> [WORK TO BE COMPLETED]:
Collect every line in the records below that contains the word "sandy", matching case exactly.

(Pointing and labeling records)
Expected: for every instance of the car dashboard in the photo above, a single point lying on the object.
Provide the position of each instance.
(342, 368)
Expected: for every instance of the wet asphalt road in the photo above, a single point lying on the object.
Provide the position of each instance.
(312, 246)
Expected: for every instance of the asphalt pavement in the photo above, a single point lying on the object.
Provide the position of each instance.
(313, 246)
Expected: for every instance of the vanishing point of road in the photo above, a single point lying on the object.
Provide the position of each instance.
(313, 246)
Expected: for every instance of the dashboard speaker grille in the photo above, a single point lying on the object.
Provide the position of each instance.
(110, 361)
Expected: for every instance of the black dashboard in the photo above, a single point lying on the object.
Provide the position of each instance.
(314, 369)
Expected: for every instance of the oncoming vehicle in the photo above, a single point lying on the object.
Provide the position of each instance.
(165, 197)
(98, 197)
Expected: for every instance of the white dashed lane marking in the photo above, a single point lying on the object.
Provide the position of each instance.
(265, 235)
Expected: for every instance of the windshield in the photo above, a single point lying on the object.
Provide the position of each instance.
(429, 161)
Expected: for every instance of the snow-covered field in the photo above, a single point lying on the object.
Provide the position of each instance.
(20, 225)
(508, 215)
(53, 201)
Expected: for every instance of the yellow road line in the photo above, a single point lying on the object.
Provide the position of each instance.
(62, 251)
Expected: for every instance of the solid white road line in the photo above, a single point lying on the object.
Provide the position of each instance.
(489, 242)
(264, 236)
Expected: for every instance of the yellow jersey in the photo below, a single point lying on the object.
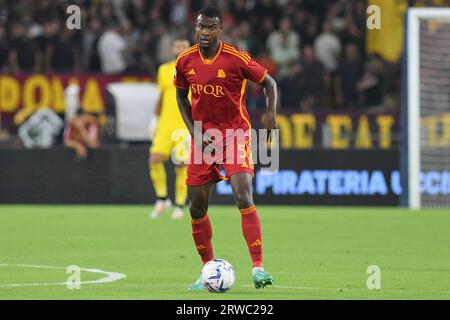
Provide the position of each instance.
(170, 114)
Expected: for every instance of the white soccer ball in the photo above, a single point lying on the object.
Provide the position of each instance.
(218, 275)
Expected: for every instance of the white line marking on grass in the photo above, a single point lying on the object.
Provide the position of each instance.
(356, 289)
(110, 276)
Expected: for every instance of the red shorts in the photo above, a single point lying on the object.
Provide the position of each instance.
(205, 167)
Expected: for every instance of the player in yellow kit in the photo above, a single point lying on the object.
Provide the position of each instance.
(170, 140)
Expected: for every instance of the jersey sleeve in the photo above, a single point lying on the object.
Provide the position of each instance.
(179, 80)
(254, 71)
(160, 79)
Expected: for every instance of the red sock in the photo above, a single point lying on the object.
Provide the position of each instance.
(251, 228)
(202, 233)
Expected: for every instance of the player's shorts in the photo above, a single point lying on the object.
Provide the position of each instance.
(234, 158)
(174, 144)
...
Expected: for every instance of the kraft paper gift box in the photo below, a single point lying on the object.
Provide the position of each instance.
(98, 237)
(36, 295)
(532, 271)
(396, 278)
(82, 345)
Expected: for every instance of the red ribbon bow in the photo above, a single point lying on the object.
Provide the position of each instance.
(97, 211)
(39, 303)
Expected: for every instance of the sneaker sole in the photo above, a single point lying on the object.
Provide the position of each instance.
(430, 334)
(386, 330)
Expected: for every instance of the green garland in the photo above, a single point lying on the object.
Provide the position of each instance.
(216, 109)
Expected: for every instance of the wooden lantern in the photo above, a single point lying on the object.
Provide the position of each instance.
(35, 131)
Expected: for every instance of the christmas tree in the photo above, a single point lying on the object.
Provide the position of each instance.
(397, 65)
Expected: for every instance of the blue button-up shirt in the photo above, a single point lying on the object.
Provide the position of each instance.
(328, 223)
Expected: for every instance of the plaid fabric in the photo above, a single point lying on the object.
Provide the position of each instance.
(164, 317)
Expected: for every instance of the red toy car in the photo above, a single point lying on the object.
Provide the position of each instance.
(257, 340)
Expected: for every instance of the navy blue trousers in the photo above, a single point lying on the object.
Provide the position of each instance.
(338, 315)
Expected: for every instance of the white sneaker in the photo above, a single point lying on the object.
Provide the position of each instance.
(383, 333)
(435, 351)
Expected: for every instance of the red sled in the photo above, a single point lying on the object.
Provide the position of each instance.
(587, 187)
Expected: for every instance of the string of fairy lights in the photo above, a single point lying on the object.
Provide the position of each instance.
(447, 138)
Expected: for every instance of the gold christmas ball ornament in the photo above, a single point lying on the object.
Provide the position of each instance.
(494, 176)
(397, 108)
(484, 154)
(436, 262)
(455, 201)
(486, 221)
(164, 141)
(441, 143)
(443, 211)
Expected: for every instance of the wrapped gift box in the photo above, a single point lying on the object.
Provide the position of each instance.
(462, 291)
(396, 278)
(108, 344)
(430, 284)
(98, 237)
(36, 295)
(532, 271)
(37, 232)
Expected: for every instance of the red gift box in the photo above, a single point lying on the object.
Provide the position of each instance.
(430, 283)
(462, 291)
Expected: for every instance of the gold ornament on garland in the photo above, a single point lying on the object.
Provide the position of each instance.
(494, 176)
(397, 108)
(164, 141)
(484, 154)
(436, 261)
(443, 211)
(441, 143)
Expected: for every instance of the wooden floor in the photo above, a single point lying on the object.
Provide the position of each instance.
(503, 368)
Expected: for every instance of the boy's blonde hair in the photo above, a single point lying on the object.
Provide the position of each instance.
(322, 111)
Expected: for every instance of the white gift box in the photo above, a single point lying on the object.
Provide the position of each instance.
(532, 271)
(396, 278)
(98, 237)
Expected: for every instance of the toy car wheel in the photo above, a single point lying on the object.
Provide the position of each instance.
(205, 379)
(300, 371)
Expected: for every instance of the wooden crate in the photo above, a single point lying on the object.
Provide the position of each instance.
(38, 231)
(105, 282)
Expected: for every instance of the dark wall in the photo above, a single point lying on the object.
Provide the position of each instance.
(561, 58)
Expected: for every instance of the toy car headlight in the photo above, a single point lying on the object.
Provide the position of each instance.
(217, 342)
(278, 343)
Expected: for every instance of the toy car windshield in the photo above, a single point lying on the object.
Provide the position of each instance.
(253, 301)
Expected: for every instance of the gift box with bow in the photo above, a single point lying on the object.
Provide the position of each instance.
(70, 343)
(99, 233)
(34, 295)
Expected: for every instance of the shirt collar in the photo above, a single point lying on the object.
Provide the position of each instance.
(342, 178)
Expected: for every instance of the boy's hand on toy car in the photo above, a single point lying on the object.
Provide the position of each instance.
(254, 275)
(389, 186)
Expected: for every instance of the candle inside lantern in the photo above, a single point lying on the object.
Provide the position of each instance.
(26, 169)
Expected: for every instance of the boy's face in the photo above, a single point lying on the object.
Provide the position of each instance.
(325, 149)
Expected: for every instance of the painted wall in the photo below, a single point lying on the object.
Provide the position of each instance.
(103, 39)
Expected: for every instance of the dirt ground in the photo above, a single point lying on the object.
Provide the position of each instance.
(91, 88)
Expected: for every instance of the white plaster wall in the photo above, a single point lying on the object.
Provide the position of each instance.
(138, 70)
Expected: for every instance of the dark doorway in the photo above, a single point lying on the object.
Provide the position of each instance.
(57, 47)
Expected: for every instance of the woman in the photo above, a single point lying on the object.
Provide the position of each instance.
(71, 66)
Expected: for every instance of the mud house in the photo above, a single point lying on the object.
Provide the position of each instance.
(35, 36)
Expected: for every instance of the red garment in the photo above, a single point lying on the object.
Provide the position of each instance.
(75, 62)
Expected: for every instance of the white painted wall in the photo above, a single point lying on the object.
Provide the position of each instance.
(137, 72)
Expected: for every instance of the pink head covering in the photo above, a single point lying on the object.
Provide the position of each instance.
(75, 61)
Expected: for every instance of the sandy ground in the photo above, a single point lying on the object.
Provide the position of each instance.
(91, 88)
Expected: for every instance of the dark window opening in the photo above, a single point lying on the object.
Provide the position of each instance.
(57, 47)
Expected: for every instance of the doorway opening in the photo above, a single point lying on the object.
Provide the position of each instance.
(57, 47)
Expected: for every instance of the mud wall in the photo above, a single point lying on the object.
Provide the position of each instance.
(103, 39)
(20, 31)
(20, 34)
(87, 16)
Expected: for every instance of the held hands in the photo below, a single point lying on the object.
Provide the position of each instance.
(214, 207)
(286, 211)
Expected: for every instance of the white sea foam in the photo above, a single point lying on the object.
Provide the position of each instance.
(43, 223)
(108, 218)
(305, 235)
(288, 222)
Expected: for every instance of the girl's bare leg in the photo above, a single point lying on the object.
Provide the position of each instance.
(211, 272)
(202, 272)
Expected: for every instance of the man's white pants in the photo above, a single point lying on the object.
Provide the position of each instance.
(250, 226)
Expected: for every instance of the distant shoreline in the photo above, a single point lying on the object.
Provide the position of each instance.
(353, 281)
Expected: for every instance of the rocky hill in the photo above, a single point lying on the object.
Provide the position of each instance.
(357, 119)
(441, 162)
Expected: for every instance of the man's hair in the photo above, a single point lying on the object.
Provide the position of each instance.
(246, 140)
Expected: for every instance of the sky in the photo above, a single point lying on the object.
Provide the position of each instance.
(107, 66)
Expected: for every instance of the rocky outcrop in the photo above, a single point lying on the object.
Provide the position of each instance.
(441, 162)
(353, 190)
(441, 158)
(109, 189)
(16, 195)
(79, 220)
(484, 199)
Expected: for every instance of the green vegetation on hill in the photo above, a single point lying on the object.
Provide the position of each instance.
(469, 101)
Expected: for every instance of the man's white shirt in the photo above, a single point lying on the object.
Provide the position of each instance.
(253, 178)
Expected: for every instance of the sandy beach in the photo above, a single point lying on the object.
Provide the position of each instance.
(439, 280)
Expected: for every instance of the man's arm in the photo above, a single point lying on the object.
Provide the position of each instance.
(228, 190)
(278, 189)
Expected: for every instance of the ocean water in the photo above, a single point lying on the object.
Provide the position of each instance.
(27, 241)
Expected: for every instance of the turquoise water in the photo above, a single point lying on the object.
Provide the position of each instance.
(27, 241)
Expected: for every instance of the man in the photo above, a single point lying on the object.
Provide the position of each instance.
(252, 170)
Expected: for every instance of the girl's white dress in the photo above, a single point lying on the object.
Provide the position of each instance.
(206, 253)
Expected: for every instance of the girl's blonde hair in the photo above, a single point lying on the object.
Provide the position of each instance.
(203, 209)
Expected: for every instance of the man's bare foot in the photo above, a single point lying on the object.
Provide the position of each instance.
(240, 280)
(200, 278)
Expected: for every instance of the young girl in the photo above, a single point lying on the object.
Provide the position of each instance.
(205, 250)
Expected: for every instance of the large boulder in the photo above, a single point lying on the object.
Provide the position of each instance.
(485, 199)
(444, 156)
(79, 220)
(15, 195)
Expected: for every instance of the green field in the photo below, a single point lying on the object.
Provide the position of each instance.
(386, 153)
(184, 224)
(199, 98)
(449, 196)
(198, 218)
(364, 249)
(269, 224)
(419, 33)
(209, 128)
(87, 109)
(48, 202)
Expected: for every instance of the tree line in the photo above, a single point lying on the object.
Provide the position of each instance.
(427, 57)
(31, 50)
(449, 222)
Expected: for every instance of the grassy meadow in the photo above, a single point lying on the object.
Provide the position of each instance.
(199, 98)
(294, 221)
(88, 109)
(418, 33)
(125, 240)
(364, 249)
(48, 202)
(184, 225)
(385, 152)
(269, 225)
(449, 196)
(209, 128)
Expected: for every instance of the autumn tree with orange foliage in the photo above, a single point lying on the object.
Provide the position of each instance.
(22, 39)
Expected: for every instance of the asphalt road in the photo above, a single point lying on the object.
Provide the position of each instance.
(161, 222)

> [TASK OUTPUT]:
Expected: for every instance of the sandy ground in the photo above, a single point lying on the object.
Expected: for every instance of the sandy beach in the photo above, a single point lying on the object.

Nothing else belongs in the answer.